**Set exercise 1**
According to the article on Mississippi's eviction bill, how long is the grace period the bill gives tenants after a judge orders their removal?

Rep. Nick Bain, R-Corinth, authored the new bill — which gives tenants a seven-day grace period after a judge orders their removal — to rectify issues with the current statute.

The bill also allows tenants who are being evicted because they are behind on rent to stay in their home if they pay all past due rent and fees by the court-ordered move out date, something that was not guaranteed in the existing law.

Currently, Mississippi’s law offers no grace period to tenants, which means that a renter may be forced out of their home on the day they lose in court, but also that a landlord may immediately seize all their belongings.

“If we don’t pass it, we will not have a constitutional eviction statute in Mississippi,” Bain said. “So it attempts to do that, puts a Band-Aid, and I think there’s going to be, maybe next session, a broader bill to address landlord-tenant altogether.”

Bain’s bill has passed the House and is awaiting full Senate approval.

**Given entries**

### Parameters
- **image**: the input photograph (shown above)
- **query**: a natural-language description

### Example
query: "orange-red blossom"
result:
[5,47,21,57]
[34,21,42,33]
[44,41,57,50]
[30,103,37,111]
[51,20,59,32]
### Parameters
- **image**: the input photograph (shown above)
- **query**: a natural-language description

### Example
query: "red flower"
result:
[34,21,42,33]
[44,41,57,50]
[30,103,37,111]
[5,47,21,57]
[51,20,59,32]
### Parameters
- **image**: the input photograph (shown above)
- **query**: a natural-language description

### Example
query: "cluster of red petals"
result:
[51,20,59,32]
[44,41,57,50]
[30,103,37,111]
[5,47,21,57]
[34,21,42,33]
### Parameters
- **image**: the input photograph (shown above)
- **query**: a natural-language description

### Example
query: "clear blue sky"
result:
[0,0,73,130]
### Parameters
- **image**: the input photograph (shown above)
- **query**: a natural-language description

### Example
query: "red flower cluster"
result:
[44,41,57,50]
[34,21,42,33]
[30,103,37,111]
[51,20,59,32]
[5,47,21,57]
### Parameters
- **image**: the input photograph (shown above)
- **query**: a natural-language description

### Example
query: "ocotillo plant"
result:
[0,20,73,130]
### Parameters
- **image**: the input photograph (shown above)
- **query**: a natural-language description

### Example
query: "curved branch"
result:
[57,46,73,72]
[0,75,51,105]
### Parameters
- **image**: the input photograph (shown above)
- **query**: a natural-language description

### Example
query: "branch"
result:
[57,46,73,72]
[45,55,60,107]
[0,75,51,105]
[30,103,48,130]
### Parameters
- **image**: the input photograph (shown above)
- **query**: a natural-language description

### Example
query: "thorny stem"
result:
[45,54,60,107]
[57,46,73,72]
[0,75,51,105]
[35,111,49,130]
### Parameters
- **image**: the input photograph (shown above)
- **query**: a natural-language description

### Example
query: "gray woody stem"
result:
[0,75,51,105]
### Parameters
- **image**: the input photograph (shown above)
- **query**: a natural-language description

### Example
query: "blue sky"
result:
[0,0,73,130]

**Set exercise 2**
Render every line of the records above as a numbered list, leaving out the blank lines.

**Correct answer 1**
Seven days.

**Correct answer 2**
1. ### Parameters
2. - **image**: the input photograph (shown above)
3. - **query**: a natural-language description
4. ### Example
5. query: "orange-red blossom"
6. result:
7. [5,47,21,57]
8. [34,21,42,33]
9. [44,41,57,50]
10. [30,103,37,111]
11. [51,20,59,32]
12. ### Parameters
13. - **image**: the input photograph (shown above)
14. - **query**: a natural-language description
15. ### Example
16. query: "red flower"
17. result:
18. [34,21,42,33]
19. [44,41,57,50]
20. [30,103,37,111]
21. [5,47,21,57]
22. [51,20,59,32]
23. ### Parameters
24. - **image**: the input photograph (shown above)
25. - **query**: a natural-language description
26. ### Example
27. query: "cluster of red petals"
28. result:
29. [51,20,59,32]
30. [44,41,57,50]
31. [30,103,37,111]
32. [5,47,21,57]
33. [34,21,42,33]
34. ### Parameters
35. - **image**: the input photograph (shown above)
36. - **query**: a natural-language description
37. ### Example
38. query: "clear blue sky"
39. result:
40. [0,0,73,130]
41. ### Parameters
42. - **image**: the input photograph (shown above)
43. - **query**: a natural-language description
44. ### Example
45. query: "red flower cluster"
46. result:
47. [44,41,57,50]
48. [34,21,42,33]
49. [30,103,37,111]
50. [51,20,59,32]
51. [5,47,21,57]
52. ### Parameters
53. - **image**: the input photograph (shown above)
54. - **query**: a natural-language description
55. ### Example
56. query: "ocotillo plant"
57. result:
58. [0,20,73,130]
59. ### Parameters
60. - **image**: the input photograph (shown above)
61. - **query**: a natural-language description
62. ### Example
63. query: "curved branch"
64. result:
65. [57,46,73,72]
66. [0,75,51,105]
67. ### Parameters
68. - **image**: the input photograph (shown above)
69. - **query**: a natural-language description
70. ### Example
71. query: "branch"
72. result:
73. [57,46,73,72]
74. [45,55,60,107]
75. [0,75,51,105]
76. [30,103,48,130]
77. ### Parameters
78. - **image**: the input photograph (shown above)
79. - **query**: a natural-language description
80. ### Example
81. query: "thorny stem"
82. result:
83. [45,54,60,107]
84. [57,46,73,72]
85. [0,75,51,105]
86. [35,111,49,130]
87. ### Parameters
88. - **image**: the input photograph (shown above)
89. - **query**: a natural-language description
90. ### Example
91. query: "gray woody stem"
92. result:
93. [0,75,51,105]
94. ### Parameters
95. - **image**: the input photograph (shown above)
96. - **query**: a natural-language description
97. ### Example
98. query: "blue sky"
99. result:
100. [0,0,73,130]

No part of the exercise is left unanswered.